= YOUR TASK =
Answer these from the chord problem below:
(a) What equation is given for the chord PQ?
(b) Which option does the answer name as correct?
(c) Which circle does the point R lie on or inside?

= GIVEN PASSAGE =
_____

Question

Let $PQ:2x+y+6=0$ is a chord of the curve $x^2-4y^2=4.$ Coordinates of the point $R(\alpha ,\beta )$ that satisfy ${\alpha }^2+{\beta }^2-1\le 0;$ such that area of triangle $PQR$ is minimum, are given by :

• A. $(\frac{-2}{\sqrt{5}},\frac{1}{\sqrt{5}})$
• B. $(\frac{-2}{\sqrt{5}},\frac{-1}{\sqrt{5}})$
  
• C. $(\frac{-2}{\sqrt{5}},\frac{1}{\sqrt{5}})$
• D. $(\frac{2}{\sqrt{5}},\frac{-1}{\sqrt{5}})$

Answer 1

The correct option is B $(\frac{-2}{\sqrt{5}},\frac{-1}{\sqrt{5}})$


$\frac{x^2}{4}-\frac{y^2}{1}=1$
$R(\alpha ,\beta )$ lies on or inside circle $x^2+y^2=1$

$PQ$ length is fixed. So,triangle of minimum area will be formed only when the perpendicular distance from point $R$ is least.

_____

= GIVEN ENTRIES =
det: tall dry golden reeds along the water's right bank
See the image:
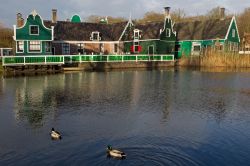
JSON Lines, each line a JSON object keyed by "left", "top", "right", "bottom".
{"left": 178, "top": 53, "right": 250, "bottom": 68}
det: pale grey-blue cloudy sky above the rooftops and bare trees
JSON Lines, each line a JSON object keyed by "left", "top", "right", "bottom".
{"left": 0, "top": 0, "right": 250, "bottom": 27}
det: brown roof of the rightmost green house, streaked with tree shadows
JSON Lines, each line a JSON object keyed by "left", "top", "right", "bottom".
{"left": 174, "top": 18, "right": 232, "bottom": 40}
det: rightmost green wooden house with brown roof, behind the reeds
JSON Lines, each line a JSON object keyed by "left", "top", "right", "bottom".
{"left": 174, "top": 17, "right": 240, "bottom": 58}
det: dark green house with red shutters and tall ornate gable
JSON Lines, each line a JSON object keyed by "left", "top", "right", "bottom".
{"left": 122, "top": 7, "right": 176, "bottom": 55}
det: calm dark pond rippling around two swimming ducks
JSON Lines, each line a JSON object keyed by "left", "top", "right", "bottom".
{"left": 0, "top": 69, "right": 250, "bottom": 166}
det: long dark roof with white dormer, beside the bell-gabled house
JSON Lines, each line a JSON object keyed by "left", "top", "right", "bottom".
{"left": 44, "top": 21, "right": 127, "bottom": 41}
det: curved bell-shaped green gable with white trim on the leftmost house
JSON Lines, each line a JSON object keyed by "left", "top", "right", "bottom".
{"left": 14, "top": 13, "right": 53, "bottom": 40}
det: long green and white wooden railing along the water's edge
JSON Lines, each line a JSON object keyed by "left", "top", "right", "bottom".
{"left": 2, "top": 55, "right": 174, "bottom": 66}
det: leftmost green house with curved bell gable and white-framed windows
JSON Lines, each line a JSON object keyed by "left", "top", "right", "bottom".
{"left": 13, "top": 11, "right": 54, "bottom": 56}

_____

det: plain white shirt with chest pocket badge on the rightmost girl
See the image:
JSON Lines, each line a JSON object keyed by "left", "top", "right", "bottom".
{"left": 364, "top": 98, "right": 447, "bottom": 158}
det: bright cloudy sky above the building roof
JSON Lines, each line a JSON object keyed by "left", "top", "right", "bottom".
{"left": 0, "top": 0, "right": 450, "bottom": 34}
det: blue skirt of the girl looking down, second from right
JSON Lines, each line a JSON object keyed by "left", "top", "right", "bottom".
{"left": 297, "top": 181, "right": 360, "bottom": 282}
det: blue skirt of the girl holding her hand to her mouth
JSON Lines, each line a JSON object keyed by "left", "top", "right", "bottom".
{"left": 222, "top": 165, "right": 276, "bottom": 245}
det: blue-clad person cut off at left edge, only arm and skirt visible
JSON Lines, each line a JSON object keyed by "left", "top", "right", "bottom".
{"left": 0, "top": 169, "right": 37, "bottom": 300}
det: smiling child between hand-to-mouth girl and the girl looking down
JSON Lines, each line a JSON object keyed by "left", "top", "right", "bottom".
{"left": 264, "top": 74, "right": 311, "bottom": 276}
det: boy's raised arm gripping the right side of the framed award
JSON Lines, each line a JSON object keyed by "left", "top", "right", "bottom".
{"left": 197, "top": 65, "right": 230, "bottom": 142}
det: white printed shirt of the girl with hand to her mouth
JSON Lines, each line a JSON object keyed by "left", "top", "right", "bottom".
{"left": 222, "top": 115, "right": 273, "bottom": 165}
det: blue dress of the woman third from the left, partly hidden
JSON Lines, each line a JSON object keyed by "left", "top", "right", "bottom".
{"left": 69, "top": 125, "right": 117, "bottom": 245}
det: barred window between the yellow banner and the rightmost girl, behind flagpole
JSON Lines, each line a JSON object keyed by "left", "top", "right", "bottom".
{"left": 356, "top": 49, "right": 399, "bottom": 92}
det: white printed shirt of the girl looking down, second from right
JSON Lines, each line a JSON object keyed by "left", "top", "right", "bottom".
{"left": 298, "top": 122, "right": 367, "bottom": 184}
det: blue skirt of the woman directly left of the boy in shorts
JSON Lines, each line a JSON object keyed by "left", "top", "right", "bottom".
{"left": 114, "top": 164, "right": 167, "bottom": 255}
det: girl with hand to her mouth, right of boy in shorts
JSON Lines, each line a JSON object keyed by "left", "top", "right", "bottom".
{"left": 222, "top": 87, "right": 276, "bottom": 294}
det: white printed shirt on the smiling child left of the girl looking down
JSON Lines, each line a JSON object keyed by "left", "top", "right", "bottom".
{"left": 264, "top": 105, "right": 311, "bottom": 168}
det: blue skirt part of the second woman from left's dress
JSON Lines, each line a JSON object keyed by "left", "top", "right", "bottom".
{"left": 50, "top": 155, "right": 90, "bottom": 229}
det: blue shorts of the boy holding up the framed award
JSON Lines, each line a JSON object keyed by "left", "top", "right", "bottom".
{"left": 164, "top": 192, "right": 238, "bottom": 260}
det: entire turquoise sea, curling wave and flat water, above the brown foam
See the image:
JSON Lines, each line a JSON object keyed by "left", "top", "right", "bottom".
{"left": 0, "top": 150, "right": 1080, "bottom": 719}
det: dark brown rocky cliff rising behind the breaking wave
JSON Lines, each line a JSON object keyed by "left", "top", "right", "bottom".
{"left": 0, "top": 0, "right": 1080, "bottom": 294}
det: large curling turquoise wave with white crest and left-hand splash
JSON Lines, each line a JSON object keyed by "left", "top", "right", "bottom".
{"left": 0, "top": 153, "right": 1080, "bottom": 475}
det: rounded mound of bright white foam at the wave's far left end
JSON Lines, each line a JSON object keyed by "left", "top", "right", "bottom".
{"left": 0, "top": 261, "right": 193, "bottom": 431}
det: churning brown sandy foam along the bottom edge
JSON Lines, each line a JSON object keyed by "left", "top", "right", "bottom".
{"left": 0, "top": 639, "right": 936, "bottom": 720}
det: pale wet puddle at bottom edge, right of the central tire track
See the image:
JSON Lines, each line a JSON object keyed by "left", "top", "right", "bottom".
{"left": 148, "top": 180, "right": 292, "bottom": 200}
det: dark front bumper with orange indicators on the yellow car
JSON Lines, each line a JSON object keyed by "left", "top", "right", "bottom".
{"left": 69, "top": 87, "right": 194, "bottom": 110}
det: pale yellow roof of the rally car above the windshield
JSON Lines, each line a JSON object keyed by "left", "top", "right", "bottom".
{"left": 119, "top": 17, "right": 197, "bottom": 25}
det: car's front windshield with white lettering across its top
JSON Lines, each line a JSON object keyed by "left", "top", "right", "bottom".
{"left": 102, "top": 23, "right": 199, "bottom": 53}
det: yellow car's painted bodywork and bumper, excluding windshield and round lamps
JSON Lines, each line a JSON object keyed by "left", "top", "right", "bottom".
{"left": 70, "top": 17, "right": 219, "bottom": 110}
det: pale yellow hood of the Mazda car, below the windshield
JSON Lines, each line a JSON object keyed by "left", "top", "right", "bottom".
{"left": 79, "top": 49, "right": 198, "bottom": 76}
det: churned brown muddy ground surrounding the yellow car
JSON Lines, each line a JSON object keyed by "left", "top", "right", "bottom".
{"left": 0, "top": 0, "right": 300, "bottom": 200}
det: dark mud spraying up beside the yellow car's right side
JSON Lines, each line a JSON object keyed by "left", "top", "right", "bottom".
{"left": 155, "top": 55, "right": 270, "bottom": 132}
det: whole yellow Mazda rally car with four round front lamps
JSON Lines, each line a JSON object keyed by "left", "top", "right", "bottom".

_____

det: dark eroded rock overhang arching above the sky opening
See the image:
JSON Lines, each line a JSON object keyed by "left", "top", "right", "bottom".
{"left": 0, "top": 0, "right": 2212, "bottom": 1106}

_____

= OUTPUT =
(a) 2x + y + 6 = 0
(b) Option B, (−2/√5, −1/√5)
(c) x² + y² = 1